▶ Trecho de origem:
==========

O GLOBO – 03.04.2016
CONTAGEM REGRESSIVA
Começou
a contagem regressiva para a queda de Dilma. Abril será um mês terrível para o
governo que, por sua vez, tentará transformá-lo em terrível para todo o Brasil.
Foi uma semana intensa de trabalho. Presenciei alguns dos principiais
episódios: saída do PMDB, entrega de dois milhões de assinaturas pedindo dez
medidas contra a corrupção e, sobretudo, as audiências da Comissão do
Impeachment.
Nela,
os dados estão lançados. Há uma expressiva maioria a favor da queda de Dilma.
Só um milagre, desses bem poderosos, poderá mudar o jogo. Sabendo previamente
do resultado, os deputados jogam para cumprir tabela, preocupados apenas em
agradar sua plateia. Eles se enfrentam com cartazes, contra ou a favor do
impeachment. Quando isso acontece, de um modo geral, eles querem dizer que não
há muita discussão possível, nem grandes esperanças na troca de argumentos. Se
a vitória do impeachment é quase certa na comissão, a contagem dos votos no
plenário ainda não autoriza uma previsão tão nítida. O governo sempre poderá
atrair deputados não para o voto contra, mas para a abstenção. É mais fácil
negociar esta saída com eles. Não se desgastam tanto com a opinião pública,
podem apresentar uma desculpa.

==========

▶ Objetivo: Por favor, prossiga com o artigo sobre a contagem regressiva para a queda de Dilma a partir da frase "podem apresentar uma desculpa.", sem repetir nada do que já aparece.

==========

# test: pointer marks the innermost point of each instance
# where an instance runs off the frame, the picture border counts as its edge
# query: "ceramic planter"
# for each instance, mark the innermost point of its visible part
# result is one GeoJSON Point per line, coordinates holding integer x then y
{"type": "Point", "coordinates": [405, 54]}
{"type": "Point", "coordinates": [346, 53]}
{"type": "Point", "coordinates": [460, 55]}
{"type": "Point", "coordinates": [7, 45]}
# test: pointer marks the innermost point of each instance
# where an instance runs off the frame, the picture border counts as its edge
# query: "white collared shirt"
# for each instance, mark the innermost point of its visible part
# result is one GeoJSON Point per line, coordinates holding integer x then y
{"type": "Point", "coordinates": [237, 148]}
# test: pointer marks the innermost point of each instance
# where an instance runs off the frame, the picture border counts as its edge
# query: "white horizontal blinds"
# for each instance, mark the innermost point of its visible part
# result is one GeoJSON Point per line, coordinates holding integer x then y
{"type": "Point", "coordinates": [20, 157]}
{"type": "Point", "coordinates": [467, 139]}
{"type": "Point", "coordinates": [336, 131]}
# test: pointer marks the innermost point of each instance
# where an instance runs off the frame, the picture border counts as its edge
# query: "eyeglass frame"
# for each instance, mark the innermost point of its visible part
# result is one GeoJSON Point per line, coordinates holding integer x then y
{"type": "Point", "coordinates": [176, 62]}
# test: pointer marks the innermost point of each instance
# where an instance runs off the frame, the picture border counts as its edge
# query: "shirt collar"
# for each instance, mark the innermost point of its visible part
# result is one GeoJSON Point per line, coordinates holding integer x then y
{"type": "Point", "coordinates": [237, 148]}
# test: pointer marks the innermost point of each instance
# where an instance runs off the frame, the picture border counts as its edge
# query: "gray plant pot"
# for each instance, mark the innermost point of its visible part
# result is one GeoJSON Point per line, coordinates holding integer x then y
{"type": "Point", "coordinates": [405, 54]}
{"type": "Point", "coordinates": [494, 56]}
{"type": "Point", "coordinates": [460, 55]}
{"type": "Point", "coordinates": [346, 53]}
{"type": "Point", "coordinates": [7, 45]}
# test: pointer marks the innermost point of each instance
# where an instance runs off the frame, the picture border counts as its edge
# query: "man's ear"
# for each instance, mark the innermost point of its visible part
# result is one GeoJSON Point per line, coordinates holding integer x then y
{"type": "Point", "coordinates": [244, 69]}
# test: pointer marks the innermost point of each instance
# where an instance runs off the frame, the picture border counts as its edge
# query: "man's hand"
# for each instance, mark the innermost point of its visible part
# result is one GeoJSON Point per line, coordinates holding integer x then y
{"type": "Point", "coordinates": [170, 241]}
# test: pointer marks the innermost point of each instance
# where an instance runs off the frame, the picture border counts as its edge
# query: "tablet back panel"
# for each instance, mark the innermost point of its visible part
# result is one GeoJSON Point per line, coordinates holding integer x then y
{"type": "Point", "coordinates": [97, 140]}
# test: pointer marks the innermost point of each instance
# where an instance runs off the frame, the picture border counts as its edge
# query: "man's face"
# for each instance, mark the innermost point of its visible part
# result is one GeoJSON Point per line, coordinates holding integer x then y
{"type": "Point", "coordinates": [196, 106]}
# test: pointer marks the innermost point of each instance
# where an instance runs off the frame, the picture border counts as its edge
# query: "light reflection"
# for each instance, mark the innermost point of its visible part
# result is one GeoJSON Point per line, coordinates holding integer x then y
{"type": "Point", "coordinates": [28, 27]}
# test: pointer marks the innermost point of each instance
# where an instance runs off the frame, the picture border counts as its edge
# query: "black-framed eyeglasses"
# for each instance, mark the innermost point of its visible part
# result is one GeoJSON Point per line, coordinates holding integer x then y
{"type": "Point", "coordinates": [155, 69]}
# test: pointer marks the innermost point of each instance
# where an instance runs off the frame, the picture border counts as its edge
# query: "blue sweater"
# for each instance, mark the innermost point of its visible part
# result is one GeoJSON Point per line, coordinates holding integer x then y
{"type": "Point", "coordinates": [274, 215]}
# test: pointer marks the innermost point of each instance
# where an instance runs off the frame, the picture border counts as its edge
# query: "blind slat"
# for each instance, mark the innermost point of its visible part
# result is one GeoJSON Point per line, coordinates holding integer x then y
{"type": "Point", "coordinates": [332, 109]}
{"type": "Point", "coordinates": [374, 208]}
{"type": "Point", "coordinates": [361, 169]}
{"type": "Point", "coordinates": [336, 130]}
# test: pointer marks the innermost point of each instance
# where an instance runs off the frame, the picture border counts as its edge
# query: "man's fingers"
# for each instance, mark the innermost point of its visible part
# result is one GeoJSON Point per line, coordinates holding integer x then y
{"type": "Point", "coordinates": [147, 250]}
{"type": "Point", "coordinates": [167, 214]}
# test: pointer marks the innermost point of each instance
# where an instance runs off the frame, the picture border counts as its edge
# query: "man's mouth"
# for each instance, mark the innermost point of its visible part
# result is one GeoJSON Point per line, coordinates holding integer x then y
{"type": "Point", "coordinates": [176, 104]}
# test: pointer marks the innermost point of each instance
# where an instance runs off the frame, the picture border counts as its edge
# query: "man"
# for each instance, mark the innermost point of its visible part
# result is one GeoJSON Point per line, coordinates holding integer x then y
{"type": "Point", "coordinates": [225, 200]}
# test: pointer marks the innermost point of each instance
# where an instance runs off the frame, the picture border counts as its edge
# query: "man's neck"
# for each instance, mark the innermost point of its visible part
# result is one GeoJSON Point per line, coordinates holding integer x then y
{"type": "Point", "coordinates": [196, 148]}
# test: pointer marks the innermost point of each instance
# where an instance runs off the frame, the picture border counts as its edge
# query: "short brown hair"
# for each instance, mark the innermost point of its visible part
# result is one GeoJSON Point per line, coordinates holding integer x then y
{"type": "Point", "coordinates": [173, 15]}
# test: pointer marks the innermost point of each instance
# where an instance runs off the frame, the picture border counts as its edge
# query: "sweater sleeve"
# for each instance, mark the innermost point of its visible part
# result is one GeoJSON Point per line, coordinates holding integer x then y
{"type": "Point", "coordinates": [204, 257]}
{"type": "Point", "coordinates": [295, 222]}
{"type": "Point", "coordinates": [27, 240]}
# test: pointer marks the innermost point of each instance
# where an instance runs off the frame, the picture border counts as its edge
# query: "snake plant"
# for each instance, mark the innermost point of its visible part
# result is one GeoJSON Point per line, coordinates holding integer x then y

==========

▶ Resultado do exercício:
Em
quase todas as votações decisivas, um grande número de deputados fica em seus
gabinetes, à espera dos momentos finais. Os deputados que vendem sua abstenção
são mais sutis que os defensores abertos do governo. Alguns deputados da base,
sobretudo os do PT, não têm outro caminho, exceto votar por Dilma. O máximo que
pode acontecer é perder alguns votos, sem contudo contrariar aquele núcleo para
quem o voto pelo impeachment é uma traição. Estive na reunião do PMDB que
rompeu com o governo. Em cinco minutos acabaram com cinco anos de relação. Não
houve uma análise sobre o que os unia no passado e o que os separa no presente.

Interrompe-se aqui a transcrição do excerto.